Den Haag, 29. Oktober 2001, morgens
SLOBODAN MILOSEVIC:
ICH HABE NUR MEIN VOLK GEGEN DEN MIT CLINTON VERBÜNDETEN TERRORISMUS VERTEIDIGT
(Transkript der Stellungnahme von Präsident Slobodan Milosevic im Den Haager "Gerichtssaal" am 29. Oktober 2001, morgens)
Zu allererst: Ich stelle keinerlei Verfahrensanträge an dieses Gericht, weil ich dieses Gericht nicht anerkenne. Wenn Sie das, was ich an diesem Mikrofon sage, als einen Antrag werten, ist das Ihre Sache.

AUFGABE —
Gib den extrahierten Text oben vollständig und wortgetreu aus.

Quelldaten
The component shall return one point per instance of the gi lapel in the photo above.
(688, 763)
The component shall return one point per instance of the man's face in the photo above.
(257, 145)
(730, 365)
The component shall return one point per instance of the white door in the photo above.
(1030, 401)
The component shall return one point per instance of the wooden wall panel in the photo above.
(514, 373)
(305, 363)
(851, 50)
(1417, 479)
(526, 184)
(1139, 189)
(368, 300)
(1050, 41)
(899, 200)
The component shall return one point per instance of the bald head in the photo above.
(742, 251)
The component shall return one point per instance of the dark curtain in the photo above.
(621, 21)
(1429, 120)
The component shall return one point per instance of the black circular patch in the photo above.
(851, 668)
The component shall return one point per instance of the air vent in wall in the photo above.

KORREKTE ANTWORT —
Den Haag, 29. Oktober 2001, morgens
SLOBODAN MILOSEVIC:
ICH HABE NUR MEIN VOLK GEGEN DEN MIT CLINTON VERBÜNDETEN TERRORISMUS VERTEIDIGT
(Transkript der Stellungnahme von Präsident Slobodan Milosevic im Den Haager "Gerichtssaal" am 29. Oktober 2001, morgens)
Zu allererst: Ich stelle keinerlei Verfahrensanträge an dieses Gericht, weil ich dieses Gericht nicht anerkenne. Wenn Sie das, was ich an diesem Mikrofon sage, als einen Antrag werten, ist das Ihre Sache.